### Provided passage
++++++++++
I was thinking that in his shoes I would’ve been absolutely gutted, to finally get to witness an Arsenal v Spurs derby live, only to see us get beat for the first time in eight years. However I was amazed at how philosophically he was taking the prospect of a defeat, suggesting “I suppose we have to lose against them sometime”. Apparently he was so delighted just to be there, that anything (everything!) else was a bonus.

The writing was on the wall for Jenas’ 37th minute goal, almost from the moment we arrived. Listening on the radio walking around to the game I’d heard commentary on a Bentdner header but apart from this, I can hardly recall us troubling Spurs’ replacement keeper. By contrast the Lilywhites looked like scoring almost every time they crossed the halfway line and even from the stands, you could sense the air of blind panic in our defence, as the opposition created chance after chance. Unlike Cerny in the Spurs goal, Fabianski certainly wasn’t going to strain a muscle from suddenly being called into action after standing around in the cold!
++++++++++
Collected data
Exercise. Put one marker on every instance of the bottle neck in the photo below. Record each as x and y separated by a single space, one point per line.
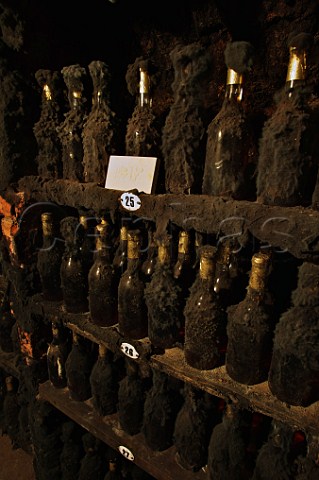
234 86
296 72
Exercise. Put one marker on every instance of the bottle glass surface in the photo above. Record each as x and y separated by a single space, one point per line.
132 314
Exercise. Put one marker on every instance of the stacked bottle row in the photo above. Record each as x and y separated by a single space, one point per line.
240 162
205 432
204 305
65 451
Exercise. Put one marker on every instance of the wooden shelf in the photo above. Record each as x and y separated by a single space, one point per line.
161 465
8 363
81 324
257 397
293 229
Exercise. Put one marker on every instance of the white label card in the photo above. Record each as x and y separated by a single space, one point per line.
126 453
130 202
129 350
128 173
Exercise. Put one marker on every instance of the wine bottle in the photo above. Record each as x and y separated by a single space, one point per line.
57 355
49 259
104 383
142 137
74 282
87 225
163 301
227 447
250 327
192 430
205 319
78 367
287 164
149 264
131 398
102 281
99 128
120 256
72 450
276 459
70 130
228 283
294 370
184 148
132 314
49 155
231 148
161 407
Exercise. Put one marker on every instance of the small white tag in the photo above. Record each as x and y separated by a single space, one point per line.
126 453
130 201
129 350
128 173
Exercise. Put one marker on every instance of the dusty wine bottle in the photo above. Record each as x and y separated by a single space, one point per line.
250 327
70 130
132 313
294 370
120 256
287 164
192 430
131 395
205 319
74 282
100 126
231 151
227 457
163 301
184 148
78 367
49 259
57 355
49 156
102 282
104 384
161 406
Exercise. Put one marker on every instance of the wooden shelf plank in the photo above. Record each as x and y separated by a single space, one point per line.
161 465
257 397
293 229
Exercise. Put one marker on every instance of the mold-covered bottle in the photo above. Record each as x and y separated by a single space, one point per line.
70 130
288 151
99 130
131 395
132 313
49 155
104 384
102 281
161 406
78 367
294 371
205 319
50 258
57 355
231 151
163 301
74 281
250 327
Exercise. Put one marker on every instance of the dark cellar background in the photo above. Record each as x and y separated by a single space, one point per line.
51 35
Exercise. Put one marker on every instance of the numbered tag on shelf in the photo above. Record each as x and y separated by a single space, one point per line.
130 202
129 350
126 453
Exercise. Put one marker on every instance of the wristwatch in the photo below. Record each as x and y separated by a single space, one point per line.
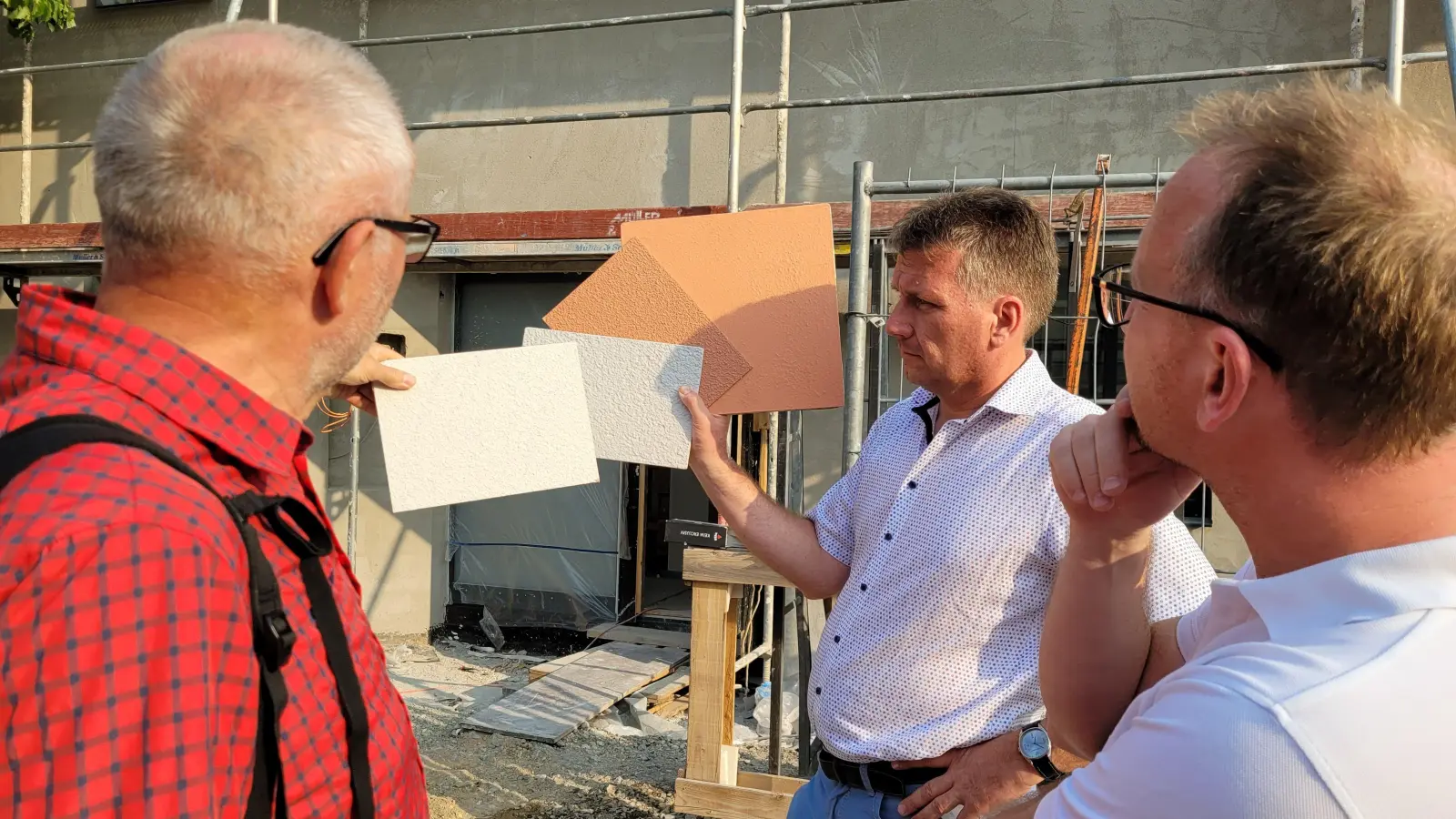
1036 746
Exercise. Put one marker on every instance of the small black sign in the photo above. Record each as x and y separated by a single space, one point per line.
696 533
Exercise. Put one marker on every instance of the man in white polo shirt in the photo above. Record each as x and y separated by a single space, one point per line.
1290 331
943 541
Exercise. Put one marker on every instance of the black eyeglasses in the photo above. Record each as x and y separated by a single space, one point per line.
419 235
1114 298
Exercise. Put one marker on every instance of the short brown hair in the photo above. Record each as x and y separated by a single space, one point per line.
1339 249
1008 248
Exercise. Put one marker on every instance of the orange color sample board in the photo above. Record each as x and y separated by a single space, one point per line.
766 278
631 296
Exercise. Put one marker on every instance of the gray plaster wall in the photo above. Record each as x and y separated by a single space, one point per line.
890 48
900 47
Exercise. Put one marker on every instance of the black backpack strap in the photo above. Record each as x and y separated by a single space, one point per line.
306 537
273 636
++++++++++
### Try it
Resume the Arsenal v Spurs match account, picking up right after its final sentence. This data is separate material and has no connection to the Arsenal v Spurs match account.

### Answer section
Am I completely bonkers, or am I correct in my perception that when Senderos and Djourou last played together as a centre-back partnership they made quite a reasonable fist of it? Whereas on Wednesday, not only did our backline look as if they hadn’t played together, they performed like complete strangers. When the goal eventually came, it was far from the first time Spurs had breached an extremely naïve offside trap, although myself and everyone else who was close to being in line with the play, was absolutely certain the linesman had got it badly wrong.

It just goes to prove quite what a difficult job the officials have these days, with the speed of our game. I have yet to see a replay of the Spurs goal but I’m led to believe that the officials weren’t at fault and that Keane was onside when he received Berbatov’s through ball in the build up to the goal, despite the fact that we all believed otherwise.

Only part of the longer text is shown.